### READING TEXT
====================

A New National Narrative

Australia needs a new narrative that binds all who live here.

With substantive constitutional change and structural reform, we believe this ancient sovereignty can shine through as a fuller expression of Australia’s nationhood.” Uluru Statement of the Heart

At present I fear the Australian nation is headed fo"r an oblivion of political mediocrity. Well meaning Australians are confused by the many different directions of "reconciliation" and the many varied stances of  Federal, State  and local government. Most people are not aware of the diverse Aboriginal nations of Australia. There is ignorance of  the complexity of Aboriginal life. There is also  the destructive, ongoing conservative commentary which insists that Aboriginality is invariably “illegitimate” or wrapped up in some form of welfarist fraud.2

Aboriginal and non-Aboriginal champions of Aboriginal causes do battle with the right wing ideologues and the result is a short circuit of sensible, interesting, inclusive discussion. Debates are blood curdling, bitter and divided.

We need a new narrative. Non-Aboriginal Australia needs to understand its profound responsbilities to the first nations communities to get things finally on a constructive pathway. Only then will a new stature and power come from including the Aboriginal story as part of our national foundation.

What could such a narrative be? How could it cut through the complacent mainstream political discourse that puts Aboriginal issues into the too hard basket?

Sorry was meant to be a beginning not an end.  What unites us and makes us want to reconcile? There is something that Aboriginal Australians have that is worth more to non-Aboriginal people than all the iron ore in the Pilbara. The Uluru Statement of the Heart expresses it, as above, a deep spirituality that underpins Aboriginal sovereignty of lands and seas. This spirit is 50,000 years old.  If non-Aboriginal Australians open their hearts and minds, they too can  feel it and share its power.

Every Australian new or old needs to belong. Patrick White and every major writer has discussed this feeling of being a stranger on the land. Aboriginal Australians, generous to a fault, against all odds and probability, want to give all Australians a renewed capacity of belonging.  Aboriginal Australia has the capacity to allow non-Aboriginal Australia “to belong”. But how can this be done when according to the founding document of our nation, Aboriginal belief systems and their timeless knowledge do not exist? when there is no proper constitutional or political recognition of Aboriginal sovereignty? when there is no acknowledgement that all of Australia's vast wealth is derived from the illegal appropriation of Aboriginal land, seas and sky?

Non-Aboriginal Australians need a renewed sense of identity in the world beyond the deeds of colonists. It is not just that there is a “whispering in the hearts” of white Australians wanting to end the lie that the British government colonized terra nullius –  a land without people in 1788.  There is a yearning to understand what it means to be born of the materiality of Australia’s lands and seas. This overwhelming feeling floods the consciousness of anyone who lives here for any length of time. There is also the need to tell a myriad of stories and cheeky nuances that are not possible while we extend and live the lies of the colonial world of white suits and pith helmets. The theatre needs to be de-segregated. The tyrants and thieves and murderers need to be held to account. The crying needs to begin. The sun needs to rise.

====================

### INFORMATION PROVIDED
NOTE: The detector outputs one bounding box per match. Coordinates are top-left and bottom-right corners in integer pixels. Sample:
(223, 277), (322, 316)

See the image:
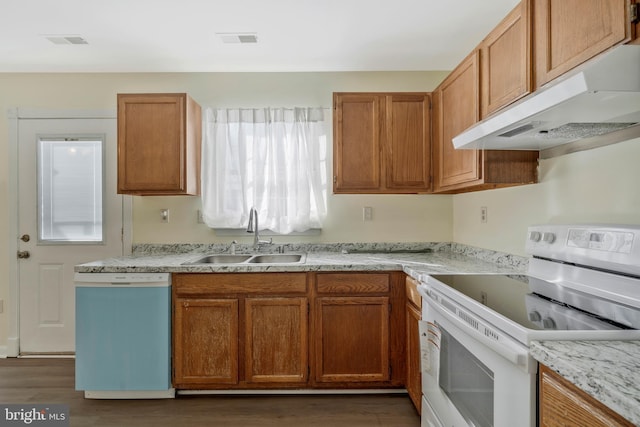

====================

### TASK SET
a) According to the essay on a new national narrative, how old is the spirituality that underpins Aboriginal sovereignty of lands and seas?
b) Extend the essay on a new national narrative, beginning after its final sentence.
The material above is not needed here.

### RESULTS
a) It is 50,000 years old.

b)
 “Australia” demands its narrative and the people who truly sing and dance the land itself are our first nations Aboriginal peoples. They are the oldest living continuous culture on earth. Beyond all of our attempts to understand this place and to build edifices, parliaments and constitutions, the first nations peoples hold the secret to Australia’s future in the world.

This new narrative must be something stronger than law or constitution. It must reconcile strangers and recognise profound cultural differences many of them unreconcilable but wonderfully complementary and potenially allied. The beautiful little girl with blonde hair embraces her adoption by her Aboriginal family as something as important as a passport or marriage certificate or even a family home. She feels new love in her heart. She has new names. She has new dances to learn, new obligations and traditions that run back to the beginning of time itself.

Australia needs to reinvent itself as  Paul Foss’ beautiful essay Theatrum Nondum Cognitorum (Unrecognised Theatre) puts it: “The whole of Australia is pure invention. There is no such country, there are no such people.”

We need to stand the current discussion of Aboriginal inclusion on its head. The Australian nation and its constitution need to be adopted and included into law by Aboriginal first nations peoples.  The Commonwealth and State colonial constitutions must be amended to their satisfaction. Why were these colony states boundaries created in the first place? How illogical they are? How much better is the map of Aboriginal first nations as the basis for our governmentality?   Why cant we move to a model where first nations boundaries become the way in which we govern ourselves in the future with Aboriginal and non-Aboriginal representation at those levels? Could this be the basis of a true Australian republic?

The Uluru Statement of the heart is but a rudimentary step. That it languishes unacknowledged by our Commonwealth leaders is a shame. It is a sign of how base our politics, that we have not been able to embrace it.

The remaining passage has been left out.